>> Start

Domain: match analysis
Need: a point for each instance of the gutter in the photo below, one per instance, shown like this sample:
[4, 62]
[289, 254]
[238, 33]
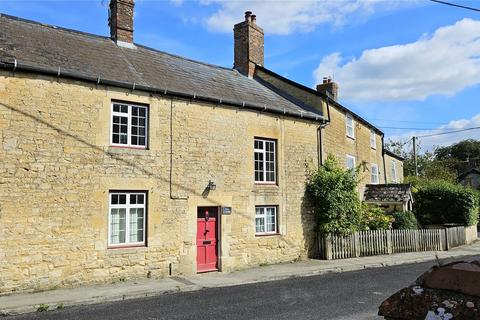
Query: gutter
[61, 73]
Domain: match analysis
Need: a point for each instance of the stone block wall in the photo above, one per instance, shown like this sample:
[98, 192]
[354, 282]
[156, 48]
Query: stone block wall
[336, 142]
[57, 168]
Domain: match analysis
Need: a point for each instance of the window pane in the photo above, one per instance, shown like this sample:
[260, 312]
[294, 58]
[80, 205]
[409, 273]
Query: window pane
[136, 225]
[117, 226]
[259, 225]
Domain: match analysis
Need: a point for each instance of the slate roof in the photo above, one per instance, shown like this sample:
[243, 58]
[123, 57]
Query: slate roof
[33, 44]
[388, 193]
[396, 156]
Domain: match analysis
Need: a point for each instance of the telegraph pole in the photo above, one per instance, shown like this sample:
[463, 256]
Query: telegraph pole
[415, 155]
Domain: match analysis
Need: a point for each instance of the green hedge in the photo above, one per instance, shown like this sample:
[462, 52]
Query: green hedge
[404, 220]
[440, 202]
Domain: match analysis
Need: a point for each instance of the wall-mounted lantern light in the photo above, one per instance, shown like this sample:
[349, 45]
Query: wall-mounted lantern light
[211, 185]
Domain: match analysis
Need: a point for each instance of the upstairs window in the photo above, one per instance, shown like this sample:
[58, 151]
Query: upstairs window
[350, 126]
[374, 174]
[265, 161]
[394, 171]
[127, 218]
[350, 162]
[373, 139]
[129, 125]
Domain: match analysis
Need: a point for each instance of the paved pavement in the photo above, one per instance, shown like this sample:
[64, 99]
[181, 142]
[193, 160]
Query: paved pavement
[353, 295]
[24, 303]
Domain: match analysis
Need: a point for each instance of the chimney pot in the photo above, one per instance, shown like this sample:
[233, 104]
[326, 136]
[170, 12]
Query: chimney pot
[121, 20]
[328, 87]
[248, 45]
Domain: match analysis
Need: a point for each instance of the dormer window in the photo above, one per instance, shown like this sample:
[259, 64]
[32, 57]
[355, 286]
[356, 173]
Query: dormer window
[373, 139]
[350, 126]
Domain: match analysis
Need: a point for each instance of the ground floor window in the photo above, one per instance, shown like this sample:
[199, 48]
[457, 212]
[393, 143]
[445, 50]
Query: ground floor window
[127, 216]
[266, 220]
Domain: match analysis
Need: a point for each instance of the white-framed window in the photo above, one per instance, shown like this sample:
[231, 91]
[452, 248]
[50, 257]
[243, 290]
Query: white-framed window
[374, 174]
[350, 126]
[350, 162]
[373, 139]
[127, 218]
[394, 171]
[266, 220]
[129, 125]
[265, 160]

>> End

[THE TASK]: Omit every picture, and otherwise quote the entries exactly.

[EXERCISE SOLUTION]:
Domain: match analysis
Need: a point for each instance of the gutter in the photo below, one per instance, shown like this sample:
[4, 62]
[289, 254]
[238, 33]
Query: gutter
[61, 73]
Domain: match analysis
Need: a point for each instance of the stone block wall in the photo above, one per instance, shown like this sample:
[98, 192]
[354, 282]
[156, 48]
Query: stone block wall
[336, 142]
[57, 168]
Domain: match analysis
Need: a point for each instance of the window pane in the photo above, one per instance, shown like this sample:
[260, 312]
[294, 58]
[80, 205]
[409, 273]
Query: window pane
[136, 225]
[117, 226]
[259, 225]
Domain: match analysis
Need: a point for each instance of the slate roof in the photo above, one per instance, shown like this sample:
[243, 58]
[123, 57]
Query: slate roof
[33, 44]
[388, 193]
[396, 156]
Domain: match analysis
Need: a point for each instance of the telegraph pole in the photo above, one per instance, shown like this sample:
[463, 256]
Query: telegraph pole
[415, 155]
Domain: match analysis
Need: a point for each instance of the green hedge in the photo above, one per instance, shown like this sample:
[462, 52]
Query: green hedge
[404, 220]
[440, 202]
Domain: match analysis
Need: a point for each instance of the wall-mounted lantern light in the photo above, one per instance, shown like this sample:
[349, 45]
Query: wall-mounted lantern light
[211, 185]
Domain: match analysis
Need: a point for each instance of the upstairs window in the photo above, one per instance, shown like this sample:
[58, 151]
Query: upstairs window
[350, 126]
[374, 174]
[265, 161]
[394, 171]
[127, 218]
[350, 162]
[373, 139]
[129, 125]
Domain: match analysis
Need: a point for each instance of the paved pavement in the photo above, one per instance, shown like this sample:
[64, 99]
[181, 142]
[193, 160]
Query: paved pavement
[353, 295]
[24, 303]
Domain: match analysis
Need: a point for each instance of the chimney pot in the photo above, one per instance, shown like this sample:
[233, 104]
[326, 136]
[170, 12]
Query: chimney pot
[121, 20]
[328, 87]
[248, 45]
Domain: match analysis
Need: a point for each instance of the dormer window in the photo above, one per instance, shown like this sample:
[259, 64]
[32, 57]
[355, 286]
[356, 173]
Query: dormer window
[373, 139]
[350, 126]
Domain: match analysis
Need: a point for each instance of the ground floor window in the photo above, one per instance, shown like this sample:
[199, 48]
[457, 212]
[393, 143]
[445, 50]
Query: ground floor window
[127, 216]
[266, 220]
Domain: match analysis
Need: a point for each instance of the white-framed window in the photo above, one per instance, shown like this sample:
[231, 91]
[452, 248]
[50, 257]
[243, 290]
Query: white-framed window
[374, 174]
[350, 126]
[350, 162]
[373, 139]
[127, 218]
[394, 171]
[266, 220]
[129, 125]
[265, 160]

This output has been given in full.